EJERCICIOS A RESOLVER:
1 > Enumera todas las cosas que, según el hilo sobre Johnny Lee y el Wii remote, se han visto controladas con el wiimote.
2 > Escribe el fragmento del hilo sobre Johnny Lee y el Wii remote que va desde "http://www.ted.com/index.php/talks/view/id/245" hasta "cambiar muchas cosas.", incluido este último.
3 > Continúa el hilo sobre Johnny Lee y el Wii remote a partir del punto en que se interrumpe.

TEXTO DE ORIGEN:
★ ★ ★
# Johnny Lee + wii remote = Woah



## JoS182 (Abr 12, 2008)

Un vídeo vale mas que mil palabras: 

http://www.ted.com/index.php/talks/view/id/245


Y acá esta su pagina con todos sus proyectos muy interesantes, la pagina esta muy organizada y el ingles se entiende muy bien. 

http://www.cs.cmu.edu/~johnny/


Estaría bueno que alguno que tenga una wii pueda probarlo y comentar en el foro como le fue.


PD: El Head Tracking for Desktop VR Displays using the Wii Remote es algo que me fasino y que creo que puede cambiar muchas cosas.


----------



## caeg (Abr 19, 2008)

Yo me apunto para jugar con mi wii voy a ver si logro hacer algo pero primero me voy a conseguir un bluetooth para ver que consigo hacer con la compu y el wii  
Saludos


----------



## Guest (Abr 19, 2008)

Jhony Chung Lee es Dios, llevo bastante tiempo siguiendole, sus movidas funcionan de verdad. La verdad que ya he podido conectar el wiimote al PC y es sencillamente la ostia, un aparatito tan simple y tan util y provechoso, los he visto incluso usandose para controlar aibos, cortinas, telescopios..., llevan la ingenieria de un  telefono movil y toda para ti! yo ahora estoy mirando la forma de conectarlos directamente a hadware.


----------



## JoS182 (Abr 19, 2008)

Hemp dijo:
			
		

> Jhony Chung Lee es Dios, llevo bastante tiempo siguiendole, sus movidas funcionan de verdad. La verdad que ya he podido conectar el wiimote al PC y es sencillamente la ostia, un aparatito tan simple y tan util y provechoso, los he visto incluso usandose para controlar aibos, cortinas, telescopios..., llevan la ingenieria de un  telefono movil y toda para ti! yo ahora estoy mirando la forma de conectarlos directamente a hadware.
★ ★ ★
INFORMACIÓN MOSTRADA:
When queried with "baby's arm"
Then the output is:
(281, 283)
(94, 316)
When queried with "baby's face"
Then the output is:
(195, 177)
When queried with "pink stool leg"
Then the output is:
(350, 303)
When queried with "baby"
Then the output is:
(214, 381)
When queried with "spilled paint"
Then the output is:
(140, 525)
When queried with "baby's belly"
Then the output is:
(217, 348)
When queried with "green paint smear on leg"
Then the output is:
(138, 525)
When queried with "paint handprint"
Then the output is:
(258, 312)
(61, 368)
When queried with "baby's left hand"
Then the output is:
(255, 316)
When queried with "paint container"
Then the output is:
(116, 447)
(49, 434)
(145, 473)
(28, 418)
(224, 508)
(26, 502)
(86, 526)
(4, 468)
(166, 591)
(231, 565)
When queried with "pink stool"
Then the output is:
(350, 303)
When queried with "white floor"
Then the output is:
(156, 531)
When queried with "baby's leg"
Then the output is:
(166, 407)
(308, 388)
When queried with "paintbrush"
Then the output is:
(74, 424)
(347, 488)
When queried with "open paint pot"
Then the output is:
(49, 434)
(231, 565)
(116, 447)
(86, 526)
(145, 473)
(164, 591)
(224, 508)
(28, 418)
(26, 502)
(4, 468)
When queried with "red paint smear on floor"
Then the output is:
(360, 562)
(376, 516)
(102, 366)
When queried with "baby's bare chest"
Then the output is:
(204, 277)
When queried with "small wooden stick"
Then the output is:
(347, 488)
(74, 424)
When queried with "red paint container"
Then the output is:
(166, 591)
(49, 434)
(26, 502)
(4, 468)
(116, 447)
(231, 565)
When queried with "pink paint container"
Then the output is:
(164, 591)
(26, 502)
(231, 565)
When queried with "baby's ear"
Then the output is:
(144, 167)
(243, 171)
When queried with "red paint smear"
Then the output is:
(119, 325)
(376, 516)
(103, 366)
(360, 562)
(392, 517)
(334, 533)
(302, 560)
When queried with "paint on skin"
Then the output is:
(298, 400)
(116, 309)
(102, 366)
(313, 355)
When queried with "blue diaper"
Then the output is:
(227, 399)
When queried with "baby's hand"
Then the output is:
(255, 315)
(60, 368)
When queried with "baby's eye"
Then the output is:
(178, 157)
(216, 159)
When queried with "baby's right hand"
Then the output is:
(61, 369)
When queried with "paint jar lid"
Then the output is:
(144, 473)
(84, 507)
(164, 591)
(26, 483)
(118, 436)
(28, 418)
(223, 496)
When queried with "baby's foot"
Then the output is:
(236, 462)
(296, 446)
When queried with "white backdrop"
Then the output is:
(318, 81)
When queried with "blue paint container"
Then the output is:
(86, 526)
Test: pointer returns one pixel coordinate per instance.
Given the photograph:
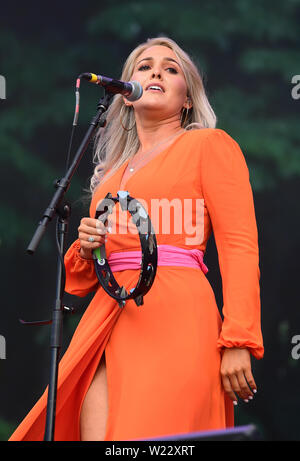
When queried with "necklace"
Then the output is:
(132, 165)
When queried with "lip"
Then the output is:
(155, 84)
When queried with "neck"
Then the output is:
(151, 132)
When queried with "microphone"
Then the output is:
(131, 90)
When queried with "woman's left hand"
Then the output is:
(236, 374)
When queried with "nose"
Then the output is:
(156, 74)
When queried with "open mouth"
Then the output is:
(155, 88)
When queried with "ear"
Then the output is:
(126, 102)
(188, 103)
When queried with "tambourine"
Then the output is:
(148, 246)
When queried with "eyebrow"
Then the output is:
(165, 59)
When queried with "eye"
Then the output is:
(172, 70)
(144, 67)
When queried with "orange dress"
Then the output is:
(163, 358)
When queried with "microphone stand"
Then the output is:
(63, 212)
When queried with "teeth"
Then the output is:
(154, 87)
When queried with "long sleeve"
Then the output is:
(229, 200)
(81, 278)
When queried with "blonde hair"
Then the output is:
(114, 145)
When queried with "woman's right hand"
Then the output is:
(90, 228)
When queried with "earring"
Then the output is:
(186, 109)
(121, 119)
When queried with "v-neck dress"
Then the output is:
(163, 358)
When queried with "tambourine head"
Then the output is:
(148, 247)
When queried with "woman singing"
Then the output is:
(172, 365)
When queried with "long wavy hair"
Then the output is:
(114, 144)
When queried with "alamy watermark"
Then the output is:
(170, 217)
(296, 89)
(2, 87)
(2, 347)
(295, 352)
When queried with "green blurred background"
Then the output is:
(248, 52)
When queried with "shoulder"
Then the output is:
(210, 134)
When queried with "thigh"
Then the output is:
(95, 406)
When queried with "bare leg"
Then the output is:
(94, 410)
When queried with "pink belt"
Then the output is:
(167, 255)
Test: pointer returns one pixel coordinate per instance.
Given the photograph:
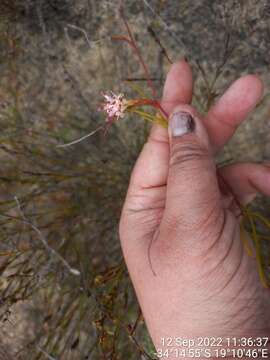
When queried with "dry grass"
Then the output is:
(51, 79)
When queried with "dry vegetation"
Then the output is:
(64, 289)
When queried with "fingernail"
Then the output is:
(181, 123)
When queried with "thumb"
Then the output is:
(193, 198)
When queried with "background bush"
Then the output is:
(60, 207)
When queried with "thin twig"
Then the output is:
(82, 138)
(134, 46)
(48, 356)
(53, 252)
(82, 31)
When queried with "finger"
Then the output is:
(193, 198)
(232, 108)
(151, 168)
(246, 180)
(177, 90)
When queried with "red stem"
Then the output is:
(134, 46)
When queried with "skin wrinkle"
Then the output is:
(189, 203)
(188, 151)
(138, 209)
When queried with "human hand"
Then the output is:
★ ★ ★
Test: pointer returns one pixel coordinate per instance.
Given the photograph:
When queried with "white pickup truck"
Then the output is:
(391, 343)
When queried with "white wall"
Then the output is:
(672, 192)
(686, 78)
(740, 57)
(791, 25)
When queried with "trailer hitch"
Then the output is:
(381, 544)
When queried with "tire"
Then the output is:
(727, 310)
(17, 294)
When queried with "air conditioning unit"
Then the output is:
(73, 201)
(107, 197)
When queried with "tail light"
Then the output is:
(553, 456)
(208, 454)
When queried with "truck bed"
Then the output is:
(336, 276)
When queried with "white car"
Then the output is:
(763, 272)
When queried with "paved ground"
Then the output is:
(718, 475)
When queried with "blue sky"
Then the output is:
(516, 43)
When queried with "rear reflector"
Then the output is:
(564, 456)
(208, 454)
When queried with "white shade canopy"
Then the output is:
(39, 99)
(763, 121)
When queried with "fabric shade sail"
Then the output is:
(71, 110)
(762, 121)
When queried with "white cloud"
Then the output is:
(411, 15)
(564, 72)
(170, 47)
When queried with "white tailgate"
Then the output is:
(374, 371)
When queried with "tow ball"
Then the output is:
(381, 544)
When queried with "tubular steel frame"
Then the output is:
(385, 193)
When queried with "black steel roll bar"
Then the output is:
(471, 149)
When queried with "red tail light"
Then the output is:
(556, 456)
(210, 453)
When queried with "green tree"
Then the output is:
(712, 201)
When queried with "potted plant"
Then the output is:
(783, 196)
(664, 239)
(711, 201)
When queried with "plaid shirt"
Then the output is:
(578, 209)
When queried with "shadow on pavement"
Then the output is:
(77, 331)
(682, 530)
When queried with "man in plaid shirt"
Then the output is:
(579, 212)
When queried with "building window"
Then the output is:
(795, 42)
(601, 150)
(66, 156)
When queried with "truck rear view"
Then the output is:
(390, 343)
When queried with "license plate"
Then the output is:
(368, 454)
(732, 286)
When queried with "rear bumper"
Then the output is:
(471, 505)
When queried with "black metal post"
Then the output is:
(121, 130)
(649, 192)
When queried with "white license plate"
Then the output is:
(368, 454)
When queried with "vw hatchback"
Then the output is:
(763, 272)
★ ★ ★
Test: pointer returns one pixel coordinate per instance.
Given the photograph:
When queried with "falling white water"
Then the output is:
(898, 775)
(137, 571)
★ ★ ★
RESPUESTAS:
1 > Aibos, cortinas y telescopios.

2 >
http://www.ted.com/index.php/talks/view/id/245


Y acá esta su pagina con todos sus proyectos muy interesantes, la pagina esta muy organizada y el ingles se entiende muy bien. 

http://www.cs.cmu.edu/~johnny/


Estaría bueno que alguno que tenga una wii pueda probarlo y comentar en el foro como le fue.


PD: El Head Tracking for Desktop VR Displays using the Wii Remote es algo que me fasino y que creo que puede cambiar muchas cosas.

3 >
Q bueno =), el que haga algo con la wii que lo comente en el foro. Me resulta muy interezante ver que se puede llegar a hacer con esa cosa


----------



## Guest (Abr 20, 2008)

Yo me hize numerosos scripts para controlar el ordenador entero desde el wiimote, desde el raton a programas, volumen, slideshow. Solo necesitas Blusolei y Glovepie, con el ordenador puedes incluso mejorar las cualidades del wiimote, puedes reconocer hasta 4 puntos para el puntero, y la aceleracion te la da en milesimas (de metros por segundo se supone), el acelerometro es tan preciso que detecta movimientos de mas de mas de 150Km/h, mas rapido de lo que puedes mover la mano, incluso vi a un tio que se hizo un medidor de velocidad y de fuerzas laterales para el coche con un wiimote y un portatil. Tambien puedes detectar giros, esto para un simulador de vuelo... configuras el wiimote como jostic, un pequeño script... y a fliparlo como si fuera la autentica palanca de un avion, con boton de disparo y todo .

Yo recomiedo que os metais en esto, salen muchas cosas interesantes.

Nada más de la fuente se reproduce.